STATED TASK =
Rewrite the material below as a numbered list with no blank lines, and leave out the pictures.
|---|
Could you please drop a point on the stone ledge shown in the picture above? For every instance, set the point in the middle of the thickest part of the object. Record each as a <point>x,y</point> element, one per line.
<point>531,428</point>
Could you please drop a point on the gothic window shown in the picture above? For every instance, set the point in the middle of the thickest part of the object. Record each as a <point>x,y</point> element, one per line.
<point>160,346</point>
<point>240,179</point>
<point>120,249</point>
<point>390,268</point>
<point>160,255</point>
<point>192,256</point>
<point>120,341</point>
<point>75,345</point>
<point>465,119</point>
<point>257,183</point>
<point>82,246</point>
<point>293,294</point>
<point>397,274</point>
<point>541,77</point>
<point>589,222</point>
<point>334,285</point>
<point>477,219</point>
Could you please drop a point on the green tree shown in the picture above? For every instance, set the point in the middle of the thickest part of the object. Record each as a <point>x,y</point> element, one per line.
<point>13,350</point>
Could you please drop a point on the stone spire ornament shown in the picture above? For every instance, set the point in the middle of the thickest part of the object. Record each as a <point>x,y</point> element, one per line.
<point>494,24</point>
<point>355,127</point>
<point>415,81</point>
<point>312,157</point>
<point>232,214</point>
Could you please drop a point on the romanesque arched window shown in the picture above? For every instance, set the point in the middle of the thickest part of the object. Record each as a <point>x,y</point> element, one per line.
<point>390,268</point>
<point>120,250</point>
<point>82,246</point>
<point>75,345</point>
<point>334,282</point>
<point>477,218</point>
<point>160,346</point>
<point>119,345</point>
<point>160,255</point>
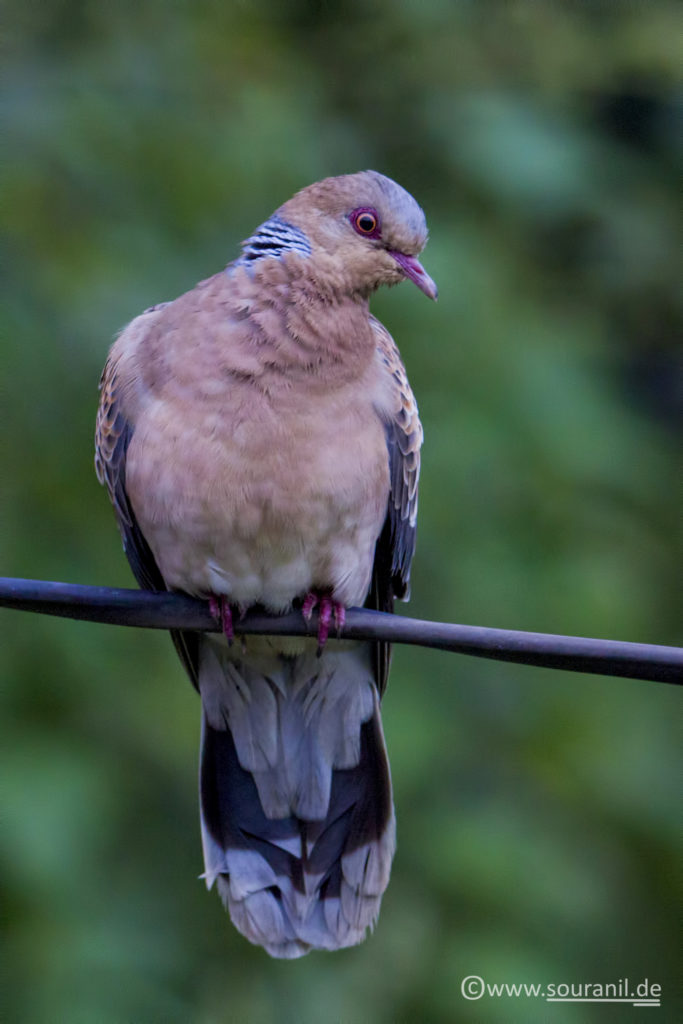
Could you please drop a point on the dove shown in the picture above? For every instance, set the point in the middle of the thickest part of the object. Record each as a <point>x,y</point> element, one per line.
<point>260,445</point>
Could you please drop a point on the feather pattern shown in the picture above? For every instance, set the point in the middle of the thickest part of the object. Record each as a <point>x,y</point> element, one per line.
<point>259,440</point>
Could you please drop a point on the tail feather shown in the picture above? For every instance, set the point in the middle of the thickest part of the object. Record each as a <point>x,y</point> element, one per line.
<point>299,864</point>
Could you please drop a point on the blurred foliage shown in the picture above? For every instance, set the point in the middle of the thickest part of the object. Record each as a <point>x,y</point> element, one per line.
<point>537,810</point>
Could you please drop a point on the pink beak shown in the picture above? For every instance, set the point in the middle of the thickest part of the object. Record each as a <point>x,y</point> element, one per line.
<point>414,269</point>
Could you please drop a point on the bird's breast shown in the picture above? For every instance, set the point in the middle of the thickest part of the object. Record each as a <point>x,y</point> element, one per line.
<point>262,501</point>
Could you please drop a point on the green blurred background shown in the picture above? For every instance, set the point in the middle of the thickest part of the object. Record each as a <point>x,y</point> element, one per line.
<point>537,810</point>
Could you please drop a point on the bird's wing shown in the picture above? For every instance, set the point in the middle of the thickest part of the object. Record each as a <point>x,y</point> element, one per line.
<point>393,553</point>
<point>113,434</point>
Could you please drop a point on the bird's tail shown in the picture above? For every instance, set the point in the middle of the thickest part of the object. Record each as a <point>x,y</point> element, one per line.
<point>297,816</point>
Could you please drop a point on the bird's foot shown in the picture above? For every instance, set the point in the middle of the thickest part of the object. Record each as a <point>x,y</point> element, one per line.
<point>329,610</point>
<point>220,608</point>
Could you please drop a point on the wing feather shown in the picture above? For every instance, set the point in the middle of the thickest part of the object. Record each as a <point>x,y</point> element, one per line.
<point>395,547</point>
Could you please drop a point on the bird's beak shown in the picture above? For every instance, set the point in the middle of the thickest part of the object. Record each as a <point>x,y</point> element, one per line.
<point>414,269</point>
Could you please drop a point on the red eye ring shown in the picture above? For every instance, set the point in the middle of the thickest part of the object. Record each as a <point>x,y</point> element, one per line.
<point>366,221</point>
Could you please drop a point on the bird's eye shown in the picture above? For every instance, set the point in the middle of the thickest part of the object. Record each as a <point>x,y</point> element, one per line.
<point>366,222</point>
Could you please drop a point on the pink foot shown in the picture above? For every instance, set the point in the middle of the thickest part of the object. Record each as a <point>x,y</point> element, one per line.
<point>328,610</point>
<point>220,609</point>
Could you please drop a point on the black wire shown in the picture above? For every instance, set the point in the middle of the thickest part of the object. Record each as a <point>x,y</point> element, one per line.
<point>134,607</point>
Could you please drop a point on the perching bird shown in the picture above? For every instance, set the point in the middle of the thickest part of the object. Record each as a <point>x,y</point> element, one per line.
<point>260,444</point>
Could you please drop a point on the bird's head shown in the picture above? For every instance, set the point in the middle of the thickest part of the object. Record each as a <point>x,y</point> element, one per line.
<point>363,227</point>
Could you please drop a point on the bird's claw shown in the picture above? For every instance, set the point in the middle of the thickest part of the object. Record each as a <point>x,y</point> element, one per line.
<point>222,612</point>
<point>329,610</point>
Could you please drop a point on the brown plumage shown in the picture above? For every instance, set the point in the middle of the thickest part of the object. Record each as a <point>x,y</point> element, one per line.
<point>260,442</point>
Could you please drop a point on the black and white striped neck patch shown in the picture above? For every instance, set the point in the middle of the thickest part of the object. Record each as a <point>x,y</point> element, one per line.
<point>274,238</point>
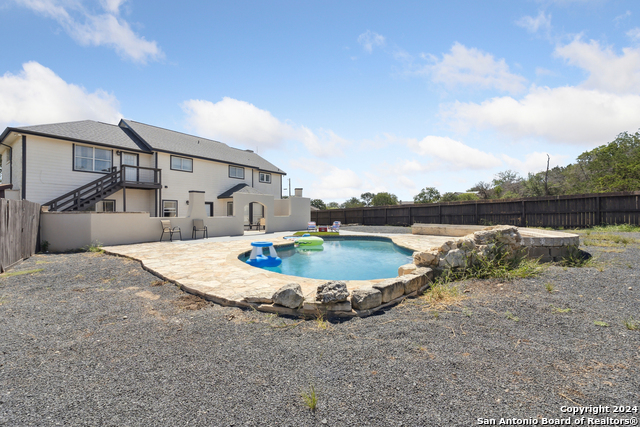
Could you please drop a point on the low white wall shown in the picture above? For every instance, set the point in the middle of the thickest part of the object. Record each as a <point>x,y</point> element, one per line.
<point>72,230</point>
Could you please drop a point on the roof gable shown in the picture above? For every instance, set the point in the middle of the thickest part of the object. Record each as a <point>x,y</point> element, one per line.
<point>87,131</point>
<point>160,139</point>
|---|
WRITTEN REPLY =
1. Could you please drop a point on the stone ledge shown in the picture above? For every instance, set the point in the middle of the thickest part of the object. Record each as a <point>x,y</point> element, one per line.
2. <point>531,428</point>
3. Could you please drop a point on the gothic window shown in the picture above? For every instance, set the point in the middle of the thickest part of the object. Record each as a <point>x,y</point> element, one per line.
4. <point>160,346</point>
5. <point>240,179</point>
6. <point>120,249</point>
7. <point>390,268</point>
8. <point>160,255</point>
9. <point>192,256</point>
10. <point>120,341</point>
11. <point>75,345</point>
12. <point>465,119</point>
13. <point>257,183</point>
14. <point>82,246</point>
15. <point>293,294</point>
16. <point>397,274</point>
17. <point>541,77</point>
18. <point>589,222</point>
19. <point>334,285</point>
20. <point>477,219</point>
21. Could you please drop a point on the green tree shown in the picture above? For every instance, set the point in the middle of the thickest part of the object. Record each as a <point>x,y</point> element, one per line.
22. <point>13,350</point>
23. Could you please drop a point on the stone spire ornament shown in the picture above? For every instance, set the point in the middle of the thickest part of the object. Record each as a <point>x,y</point> element, one per line.
24. <point>494,24</point>
25. <point>355,127</point>
26. <point>415,81</point>
27. <point>312,157</point>
28. <point>232,214</point>
29. Could you please drop a point on the romanesque arched window shown in the picture above? For every instance, set the point in the middle of the thickest part of the object. Record each as a <point>x,y</point> element, one per line.
30. <point>390,268</point>
31. <point>120,250</point>
32. <point>82,246</point>
33. <point>75,345</point>
34. <point>334,282</point>
35. <point>477,218</point>
36. <point>160,346</point>
37. <point>119,345</point>
38. <point>160,255</point>
39. Could you please drop a point on the dove shown in the picture above? For every instance, set the point in the middle of the thickest part of the object. Record each as a <point>x,y</point> element, one per line.
40. <point>260,445</point>
41. Could you please drop a point on the feather pattern shown in the picture above? For every instance, set the point in the middle of the thickest part of the object. Record each as a <point>x,y</point> element, one per line.
42. <point>259,440</point>
43. Could you please drop a point on the tail feather shown in the picture above? For every instance, set the point in the middle of the thickest part of the object. Record each as a <point>x,y</point> element, one per line.
44. <point>299,864</point>
45. Could you please drop a point on the blurred foliage shown in the picture above? For every instance, set the point in the middle of the thickest part of the object. Record each as a <point>x,y</point> element, one per line.
46. <point>537,810</point>
47. Could you please drop a point on the pink beak shown in the picture above? For every instance, set the point in the middle of the thickest part of the object. Record each as a <point>x,y</point> element, one per line.
48. <point>414,269</point>
49. Could you please drop a point on the bird's breast shown in the picture above? For every instance, set the point in the middle of the thickest part of the object. Record each as a <point>x,y</point> element, one per line.
50. <point>262,501</point>
51. Could you please drop a point on the green blurred background shown in the picture above? For every instance, set the point in the middle of the thickest part of the object. Record each as a <point>x,y</point> element, one per line.
52. <point>537,810</point>
53. Could you please drop a point on the bird's wing shown in the picture above? For every instance, set the point in the middle of the thickest part of the object. Record each as a <point>x,y</point> element, one per line.
54. <point>393,553</point>
55. <point>113,434</point>
56. Could you please drop a point on the bird's tail shown in the picture above? For every instance, set the point in the middle of the thickest part of the object. Record each as a <point>x,y</point> element, one per line.
57. <point>297,816</point>
58. Could you please drop a point on the bird's foot shown in the picture above? For every instance, set the point in the middle of the thickest part of the object. Record each as a <point>x,y</point> element, one per line.
59. <point>329,610</point>
60. <point>220,608</point>
61. Could you please drop a point on the wing feather shown in the picture above? For every instance, set the point in the middle of the thickest part of the object. Record each as a <point>x,y</point> element, one per line.
62. <point>395,547</point>
63. Could you please drop a point on the bird's beak shown in the picture above? For every instance, set the point in the middle of the thickest part of the object. Record each as a <point>x,y</point> element, one per line.
64. <point>414,269</point>
65. Could you please drop a point on the red eye ring shown in the picture above? For every instance, set the point in the middle of the thickest part of the object. Record each as a <point>x,y</point> element, one per line.
66. <point>366,221</point>
67. Could you please drop a point on the bird's eye shown in the picture above? For every instance, set the point in the middle of the thickest part of the object. Record each as a <point>x,y</point> element, one per line.
68. <point>366,222</point>
69. Could you please drop a point on the pink foot shown in the picture above? For every instance, set the point in the middle of the thickest part of the object. Record each as a <point>x,y</point> element, one per line.
70. <point>328,610</point>
71. <point>220,609</point>
72. Could you please drop a point on the black wire shown in the picture above? For every instance, set the point in the middle of the thickest part of the object. Record each as a <point>x,y</point> element, one per line.
73. <point>134,607</point>
74. Could you please drop a point on the perching bird shown in the picture above? For every instance, set the point in the middle of the thickest part of the object. Record each as a <point>x,y</point> element, one per line.
75. <point>260,444</point>
76. Could you please drop a point on the bird's head shown in the picture above? For every instance, set the point in the middle of the thickest part of the object. Record each as a <point>x,y</point> element, one per line.
77. <point>363,227</point>
78. Could you please drop a point on the bird's claw shown in the picture above? For every instance, set the point in the middle of the thickest part of the object. Record each as a <point>x,y</point> element, one per line.
79. <point>222,612</point>
80. <point>329,610</point>
81. Could you please drop a point on the brown plumage shown in the picture above? For every instance, set the point in the middle of the thickest part of the object. Record each as a <point>x,y</point> element, one per line.
82. <point>260,442</point>
83. Could you please drop a point on the black and white striped neck patch shown in the picture above? For every instance, set the point in the middle of the thickest part of the object. Record each as a <point>x,y</point> element, one per line.
84. <point>274,238</point>
85. Could you please drop a point on the low white wall shown in the picture above? For every instance, set the point in the middle of the thickest part of the object. Record each as a <point>x,y</point> element, one per line.
86. <point>72,230</point>
87. Could you please drop a point on the roof gable shown in the picture above? For every instance, set the point in the middle of the thickest part of the object. Record each as a <point>x,y</point> element, one per line.
88. <point>87,131</point>
89. <point>160,139</point>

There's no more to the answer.